__What is being asked__: Pull out every line in the records below that contains the string "paving".

------------------------

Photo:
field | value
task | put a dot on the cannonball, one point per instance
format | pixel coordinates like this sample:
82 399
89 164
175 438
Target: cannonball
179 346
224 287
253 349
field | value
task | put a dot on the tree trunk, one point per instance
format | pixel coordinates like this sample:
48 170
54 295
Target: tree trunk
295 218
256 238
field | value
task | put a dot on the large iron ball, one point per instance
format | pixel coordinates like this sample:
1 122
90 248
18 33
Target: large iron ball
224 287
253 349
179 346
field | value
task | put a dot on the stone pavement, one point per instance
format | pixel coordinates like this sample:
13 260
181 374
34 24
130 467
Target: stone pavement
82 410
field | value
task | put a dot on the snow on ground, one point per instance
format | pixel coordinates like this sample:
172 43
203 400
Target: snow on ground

------------------------

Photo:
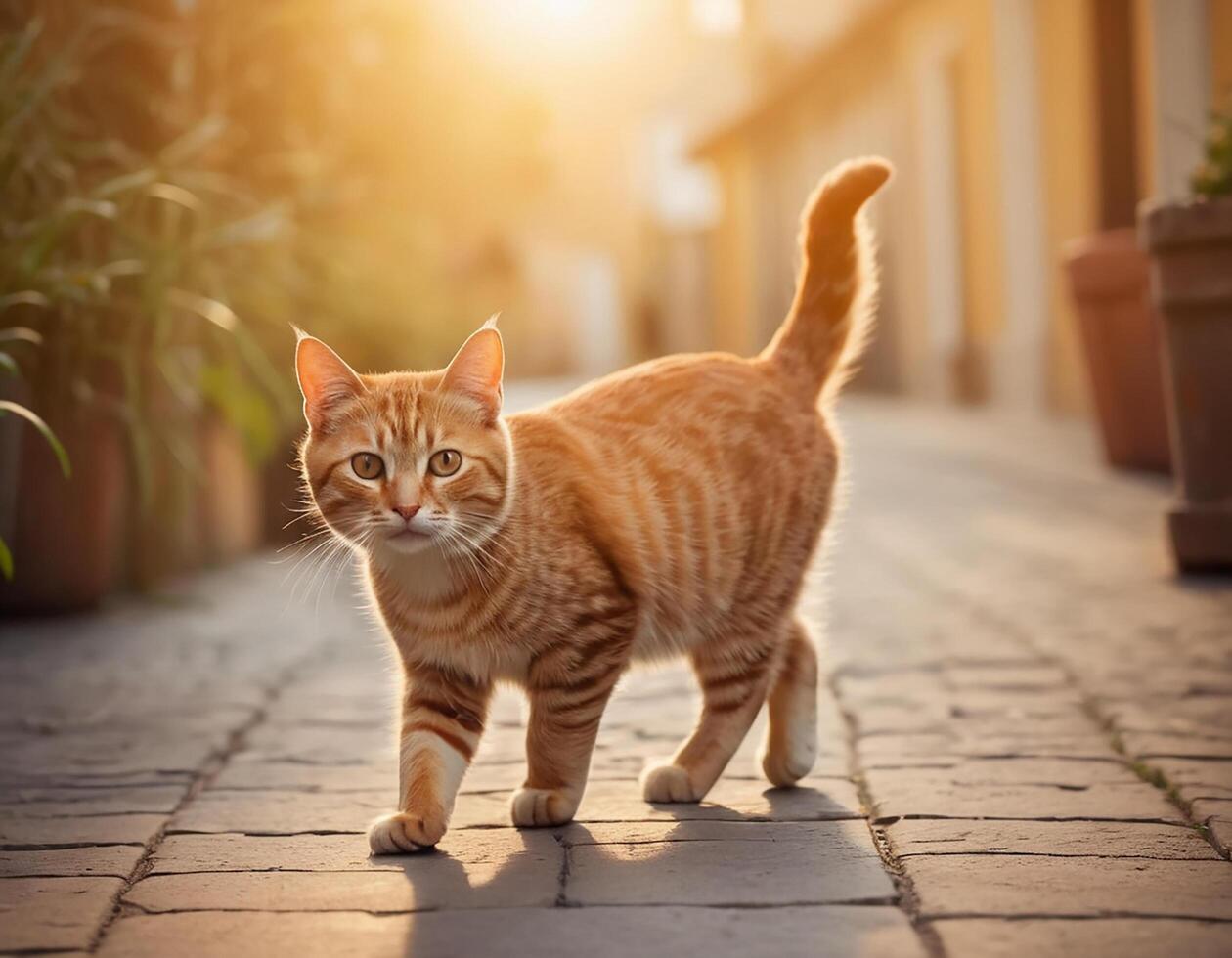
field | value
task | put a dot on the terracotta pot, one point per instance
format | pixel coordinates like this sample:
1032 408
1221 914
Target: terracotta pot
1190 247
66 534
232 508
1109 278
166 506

------------------------

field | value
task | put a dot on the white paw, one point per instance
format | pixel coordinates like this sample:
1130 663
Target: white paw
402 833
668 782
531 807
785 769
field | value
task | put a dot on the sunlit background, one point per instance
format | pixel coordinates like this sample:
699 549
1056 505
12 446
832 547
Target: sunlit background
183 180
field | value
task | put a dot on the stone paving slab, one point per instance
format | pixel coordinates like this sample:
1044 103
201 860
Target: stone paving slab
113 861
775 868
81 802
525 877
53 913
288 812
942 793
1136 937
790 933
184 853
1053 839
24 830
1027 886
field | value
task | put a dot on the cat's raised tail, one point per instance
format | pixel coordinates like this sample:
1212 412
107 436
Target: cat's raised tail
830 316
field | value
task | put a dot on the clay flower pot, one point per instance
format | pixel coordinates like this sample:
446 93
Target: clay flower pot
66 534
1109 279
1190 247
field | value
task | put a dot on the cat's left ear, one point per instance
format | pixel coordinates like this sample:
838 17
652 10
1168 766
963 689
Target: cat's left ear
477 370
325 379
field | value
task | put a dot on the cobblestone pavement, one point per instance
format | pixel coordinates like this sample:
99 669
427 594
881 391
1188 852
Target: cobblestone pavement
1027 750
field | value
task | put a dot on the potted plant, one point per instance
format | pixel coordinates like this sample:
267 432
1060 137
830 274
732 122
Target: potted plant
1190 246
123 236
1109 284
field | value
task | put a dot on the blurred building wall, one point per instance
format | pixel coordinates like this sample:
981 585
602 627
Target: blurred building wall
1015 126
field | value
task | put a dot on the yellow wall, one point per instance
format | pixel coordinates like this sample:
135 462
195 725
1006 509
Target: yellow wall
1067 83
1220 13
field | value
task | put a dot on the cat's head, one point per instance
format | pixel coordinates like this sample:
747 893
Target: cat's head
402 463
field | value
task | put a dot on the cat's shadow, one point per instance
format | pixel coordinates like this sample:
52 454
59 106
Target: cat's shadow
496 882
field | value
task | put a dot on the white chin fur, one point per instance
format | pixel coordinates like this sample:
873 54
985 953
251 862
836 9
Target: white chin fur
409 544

------------------------

__Expected answer__:
task | put a dot on the stone paving slab, one point per instance
Target: stone paving slab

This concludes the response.